— START OF RECORDS FOR THIS EXERCISE —

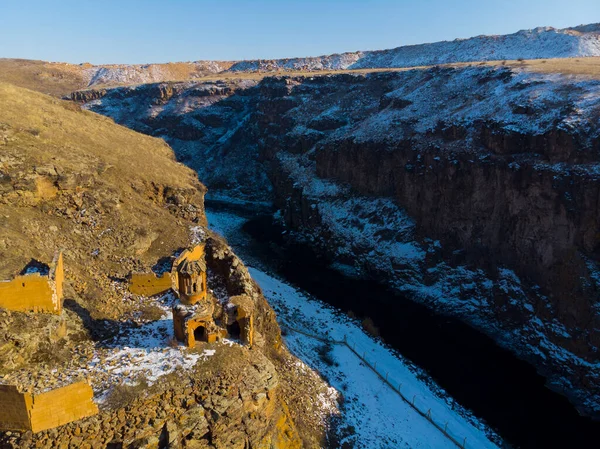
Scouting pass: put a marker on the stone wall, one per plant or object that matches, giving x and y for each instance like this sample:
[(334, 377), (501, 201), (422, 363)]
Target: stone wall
[(14, 408), (34, 292), (37, 412)]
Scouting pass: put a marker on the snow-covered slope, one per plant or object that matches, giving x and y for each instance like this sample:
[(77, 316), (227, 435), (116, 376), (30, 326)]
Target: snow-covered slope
[(538, 43)]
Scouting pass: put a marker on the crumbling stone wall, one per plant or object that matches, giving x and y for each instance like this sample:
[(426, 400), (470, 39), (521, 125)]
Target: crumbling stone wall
[(37, 412), (34, 292), (14, 408)]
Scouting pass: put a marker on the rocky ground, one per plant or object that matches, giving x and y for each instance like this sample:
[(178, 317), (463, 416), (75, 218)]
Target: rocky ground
[(116, 201), (473, 189)]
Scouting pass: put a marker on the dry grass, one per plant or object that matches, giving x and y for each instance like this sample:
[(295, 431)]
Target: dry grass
[(55, 79), (104, 183)]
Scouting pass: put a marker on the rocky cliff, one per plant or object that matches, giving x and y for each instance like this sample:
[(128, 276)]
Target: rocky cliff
[(116, 201), (474, 190)]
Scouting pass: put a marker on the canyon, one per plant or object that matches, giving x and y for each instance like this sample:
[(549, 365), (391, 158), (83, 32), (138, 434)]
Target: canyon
[(455, 183)]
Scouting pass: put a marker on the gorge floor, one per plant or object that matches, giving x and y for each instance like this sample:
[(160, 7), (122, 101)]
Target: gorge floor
[(503, 391)]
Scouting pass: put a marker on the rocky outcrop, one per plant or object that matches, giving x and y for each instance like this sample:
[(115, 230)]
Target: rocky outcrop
[(116, 201), (474, 190)]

— END OF RECORDS FOR THIS EXERCISE —

**AIM**
Retype the lines from the one containing "Scouting pass: put a marker on the gorge" to the one containing "[(503, 391)]", both included, without any changes.

**ANSWER TO THIS PROBLEM**
Scouting pass: put a marker on the gorge floor, one per plant or object that matches, giving x and y for each instance like this sample:
[(160, 7), (122, 101)]
Target: gorge floor
[(503, 391)]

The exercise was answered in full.